• [Your instructions]: Copy the material below, replacing "one dot" with "a single point" wherever it occurs and changing nothing else.

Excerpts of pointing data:
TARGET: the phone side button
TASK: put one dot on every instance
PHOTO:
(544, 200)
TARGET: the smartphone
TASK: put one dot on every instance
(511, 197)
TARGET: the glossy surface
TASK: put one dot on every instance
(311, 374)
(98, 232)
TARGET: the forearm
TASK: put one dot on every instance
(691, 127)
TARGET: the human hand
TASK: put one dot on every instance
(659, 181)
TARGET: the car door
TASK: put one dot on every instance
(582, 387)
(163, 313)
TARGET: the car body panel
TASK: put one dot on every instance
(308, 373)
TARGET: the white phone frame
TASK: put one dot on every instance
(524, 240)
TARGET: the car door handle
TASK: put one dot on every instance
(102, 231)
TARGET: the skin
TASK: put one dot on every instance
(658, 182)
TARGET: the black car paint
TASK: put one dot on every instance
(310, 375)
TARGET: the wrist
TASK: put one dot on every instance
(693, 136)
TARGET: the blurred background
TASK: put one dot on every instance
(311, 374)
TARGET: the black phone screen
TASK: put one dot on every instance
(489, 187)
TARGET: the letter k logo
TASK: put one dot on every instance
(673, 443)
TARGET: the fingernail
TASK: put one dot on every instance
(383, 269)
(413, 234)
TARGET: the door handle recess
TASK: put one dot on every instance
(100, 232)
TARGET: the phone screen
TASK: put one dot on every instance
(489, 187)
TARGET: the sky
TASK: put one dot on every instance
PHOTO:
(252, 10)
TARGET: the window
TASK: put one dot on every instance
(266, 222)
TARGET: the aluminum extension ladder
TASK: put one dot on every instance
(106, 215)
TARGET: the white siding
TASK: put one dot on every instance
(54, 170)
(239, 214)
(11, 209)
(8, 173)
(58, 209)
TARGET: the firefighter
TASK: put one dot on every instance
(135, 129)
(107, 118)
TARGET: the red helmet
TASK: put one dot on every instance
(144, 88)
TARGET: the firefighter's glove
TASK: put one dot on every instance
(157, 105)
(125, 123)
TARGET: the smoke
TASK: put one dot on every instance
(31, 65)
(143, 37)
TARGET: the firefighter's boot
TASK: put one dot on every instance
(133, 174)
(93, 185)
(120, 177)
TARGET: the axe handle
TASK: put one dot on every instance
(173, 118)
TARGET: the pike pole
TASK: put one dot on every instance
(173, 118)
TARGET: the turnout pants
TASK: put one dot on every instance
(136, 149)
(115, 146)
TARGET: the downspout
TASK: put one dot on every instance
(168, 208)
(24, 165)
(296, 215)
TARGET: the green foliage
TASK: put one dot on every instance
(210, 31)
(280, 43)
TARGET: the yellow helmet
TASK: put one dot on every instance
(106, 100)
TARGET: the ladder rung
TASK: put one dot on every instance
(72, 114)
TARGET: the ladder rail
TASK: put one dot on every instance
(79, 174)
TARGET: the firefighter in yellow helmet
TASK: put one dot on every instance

• [Written answer]:
TARGET: the phone side button
TASK: put a single point on every instance
PHOTO:
(544, 200)
TARGET: the smartphone
TASK: put a single point on every instance
(511, 197)
TARGET: the glossy surface
TASK: put a single point on every instance
(311, 374)
(98, 232)
TARGET: the forearm
TASK: put a single point on every instance
(691, 127)
TARGET: the human hand
TASK: put a single point on every instance
(659, 181)
TARGET: the car door
TASK: put a single point on every instance
(582, 387)
(163, 313)
TARGET: the car body panel
TASK: put a single point on every instance
(308, 373)
TARGET: the white phone frame
TASK: put a single point on every instance
(524, 240)
TARGET: the car door handle
TASK: put a single point on every instance
(102, 231)
TARGET: the skin
TASK: put a single point on every instance
(658, 182)
TARGET: the black car paint
TASK: put a single point on every instance
(310, 375)
TARGET: the wrist
TASK: put a single point on every instance
(693, 136)
TARGET: the blurred background
TASK: put a single point on every instance
(311, 374)
TARGET: the black phone screen
TASK: put a single point on every instance
(489, 187)
TARGET: the letter k logo
TASK: put a single point on every instance
(673, 443)
TARGET: the fingernail
TASK: put a single point on every instance
(383, 269)
(413, 234)
TARGET: the door handle recess
TASK: put a single point on every instance
(100, 232)
TARGET: the phone screen
TASK: put a single point on every instance
(489, 187)
TARGET: the sky
TASK: put a single point on every instance
PHOTO:
(252, 10)
TARGET: the window
TASK: put a single point on every instance
(266, 222)
TARGET: the aluminum extension ladder
TASK: put a single point on every instance
(106, 215)
TARGET: the white siding
TASK: put a single point on every instance
(54, 170)
(239, 214)
(11, 209)
(8, 173)
(58, 209)
TARGET: the firefighter
TASK: put a single point on every instance
(135, 129)
(107, 118)
TARGET: the red helmet
TASK: put a single point on every instance
(144, 88)
TARGET: the firefighter's glove
TASK: put a single point on every instance
(157, 105)
(125, 123)
TARGET: the smoke
TASK: put a single point on every instance
(31, 65)
(143, 37)
TARGET: the firefighter's boot
TASK: put a single point on every instance
(133, 174)
(93, 185)
(120, 177)
TARGET: the axe handle
TASK: put a single point on every instance
(173, 118)
TARGET: the pike pole
TASK: put a single point on every instance
(173, 118)
TARGET: the turnout pants
TASK: put a single point on every instance
(136, 149)
(115, 146)
TARGET: the downspout
TASK: put a single point on every instance
(168, 208)
(24, 165)
(296, 215)
TARGET: the green foliage
TASK: put a single point on every instance
(210, 31)
(280, 43)
TARGET: the yellow helmet
TASK: put a single point on every instance
(106, 100)
TARGET: the ladder rung
TASK: put a single point on every instance
(72, 114)
TARGET: the ladder rail
TASK: put a single point on every instance
(79, 174)
TARGET: the firefighter in yellow helmet
TASK: put a single point on every instance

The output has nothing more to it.